** Opening PASSAGE PROVIDED block **
'That's How We've Always Done It' is Killing Your Business — Here are 4 Simple Ways to Cultivate Consistent Success
The business world will only get harder, sharper and more competitive. The last thing we can afford to do is let inertia hold us back.
Nothing can make a business more irrelevant than saying, "That's how we've always done it." Relying on existing ideas and processes is attractive. After all, if your business is built on one way of operating, why would you risk trying something new?
Here's one reason: of the companies listed in the 1955 edition of the Fortune 500 list, 87% no longer exist — primarily due to failures to deal with disruptive forces within their respective industries. Counterintuitively, it's inertia that can kill businesses. The pace with which our world changes is only increasing, and failure to adapt to those changes can be fatal.
The problem is that the practices that made a company successful can just as easily cause it to fall into a rut. As companies begin to experience success, they inevitably start to document, mature and formalize their policies and procedures. A one-person bakery can afford to play fast and loose with how to make this week's lemon cupcakes, but you'd better bet that a behemoth like Little Debbie or Hostess has the ingredients and recipes for its products specified down to the finest detail.
As businesses in any field mature, they will by nature and necessity develop strong organizational norms and processes for how things need to be done to stay successful. They have to develop such habits to be successful in the first place.
And if they want to stay successful, they then must learn how to break them.
Breaking the habits
The best-run startups are a storm that can capsize even the biggest corporate ships. Whether it's Amazon killing Bed Bath & Beyond, Tesla dethroning Toyota in market capitalization, or Open AI rocking every industry to the core, focused start-ups can topple giants in the blink of an eye. Transformational changes are everywhere today, from pandemic-related industry upheavals to an increasingly remote workforce to generative AI.
Every industry and company has to ask itself what it will look like in the next 10 years. It's our job in the leadership teams of established companies to prepare our colleagues for the massive changes coming our way and to foster workplace cultures that can thrive through the change.
I spent the last two years studying innovation while earning a master's in entrepreneurship from Cambridge University Judge Business School. Contrary to what many believe, entrepreneurship isn't just about a bunch of hoodie-wearing goofballs from MIT coding in a garage. At its core, it's a process that big businesses must follow if they want to succeed. Here are four simple tips businesses can use to think and act more like a start-up.
1. Leaders must keep their colleagues educated
As leaders, we're expected to watch the marketplace, understand the transitions underway and plan how our companies move forward. We won't move an inch, however, if we don't do a good job bringing our colleagues along for the ride. A new policy or initiative may make all the sense in the world, but if the people we're relying on to implement it don't understand or buy into the reasoning behind it, progress will grind to a halt.
** Closing PASSAGE PROVIDED block **
** Opening SOURCE INFORMATION block **
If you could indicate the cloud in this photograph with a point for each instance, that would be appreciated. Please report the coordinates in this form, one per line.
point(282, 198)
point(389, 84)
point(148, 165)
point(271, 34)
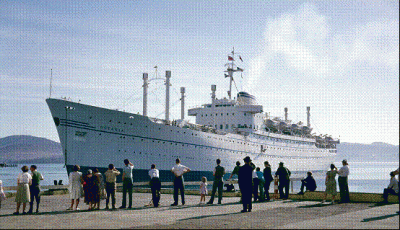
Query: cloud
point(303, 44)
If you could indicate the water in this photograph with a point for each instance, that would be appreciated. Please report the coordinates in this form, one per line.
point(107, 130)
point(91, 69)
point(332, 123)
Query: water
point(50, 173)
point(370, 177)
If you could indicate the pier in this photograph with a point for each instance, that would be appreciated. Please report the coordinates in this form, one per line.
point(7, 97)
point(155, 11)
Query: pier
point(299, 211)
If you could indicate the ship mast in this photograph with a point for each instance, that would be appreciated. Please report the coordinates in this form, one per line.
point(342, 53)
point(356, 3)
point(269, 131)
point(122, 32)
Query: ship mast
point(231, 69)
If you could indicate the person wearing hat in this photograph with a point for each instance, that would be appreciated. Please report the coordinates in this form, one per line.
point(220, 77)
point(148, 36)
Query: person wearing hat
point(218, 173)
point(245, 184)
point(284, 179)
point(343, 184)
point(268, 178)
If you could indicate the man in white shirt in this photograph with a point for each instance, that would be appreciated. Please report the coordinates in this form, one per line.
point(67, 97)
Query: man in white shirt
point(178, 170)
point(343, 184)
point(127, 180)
** Closing SOURCE INFORMATION block **
** Opening SOURCE INFORMATION block **
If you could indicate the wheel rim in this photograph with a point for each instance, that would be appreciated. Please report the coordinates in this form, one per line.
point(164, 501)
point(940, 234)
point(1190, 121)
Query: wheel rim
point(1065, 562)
** Closing SOURCE INFORMATION block **
** Opening SOURCE INFORMATION block **
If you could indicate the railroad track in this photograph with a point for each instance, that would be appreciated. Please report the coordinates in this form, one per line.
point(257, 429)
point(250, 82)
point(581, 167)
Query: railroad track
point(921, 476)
** Closing SOURCE INFORMATION block **
**EXERCISE INSTRUCTIONS**
- a) Do these statements agree with the article on business inertia? For each, answer yes or no and quote the words of the article that decide it.
(i) Most of the companies on the 1955 Fortune 500 list are no longer in existence.
(ii) The author's master's degree in entrepreneurship came from MIT.
(iii) A one-person bakery has to specify its recipes down to the finest detail.
- b) What comes next in the article on business inertia? Continue it from its last sentence.

**ANSWERS**
- a)
(i) Yes: "of the companies listed in the 1955 edition of the Fortune 500 list, 87% no longer exist"
(ii) No: "earning a master's in entrepreneurship from Cambridge University Judge Business School"
(iii) No: "A one-person bakery can afford to play fast and loose with how to make this week's lemon cupcakes"

- b)
Inertia will rear its head as people prefer to stick to the old techniques that have always worked before. Getting our colleagues working from the same facts and showing why change is needed helps us break habits that are no longer working.
2. Leaders must build a psychologically safe workplace culture
We need workplaces where new ideas are welcomed and encouraged and where failure isn't something to be ashamed of. Failure is bound to occur in a company that's actively experimenting with trying truly new ideas. If 100% of a company's new initiatives are successful, something's wrong within that company.
Those are the results not of a culture embracing change but one with personnel playing it safe and afraid to fail. If we don't permit our people to fall flat on their faces now and again, we're falling prey to the inertia trap and setting our businesses up to wither.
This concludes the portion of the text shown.